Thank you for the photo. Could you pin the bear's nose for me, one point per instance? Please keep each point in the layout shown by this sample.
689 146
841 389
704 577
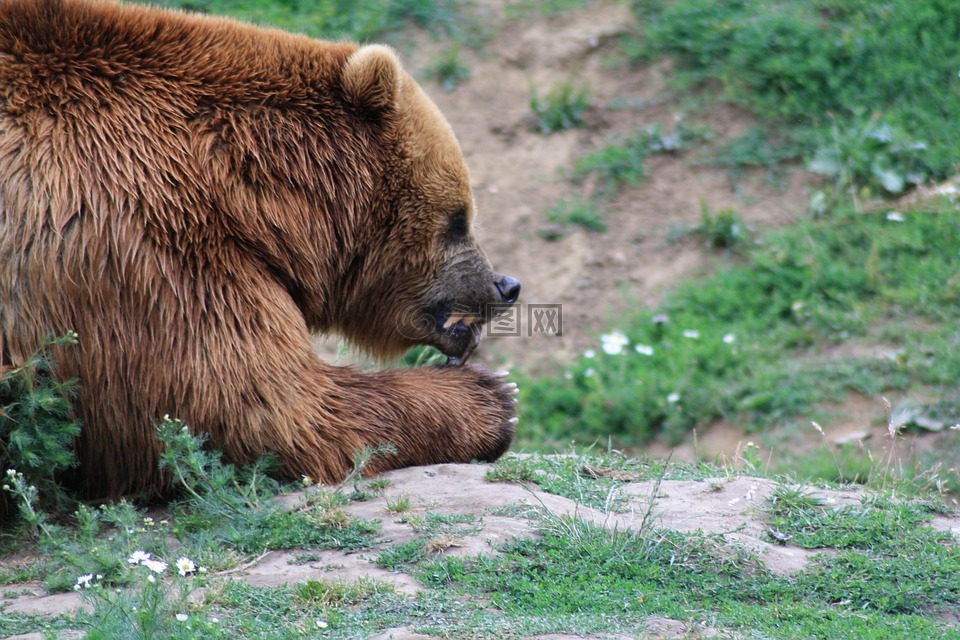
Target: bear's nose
509 288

===

#### TASK
Rewrite every line of the material above as a numbered list, omitting blank lines and leaving out the pictures.

#### THE REPLY
1. Thank you for the photo. Could you pin the bear's nose for me, one point per instance? Please keep each point in the layout shown by this sample.
2. 689 146
3. 841 389
4. 704 577
5. Target: bear's nose
6. 509 288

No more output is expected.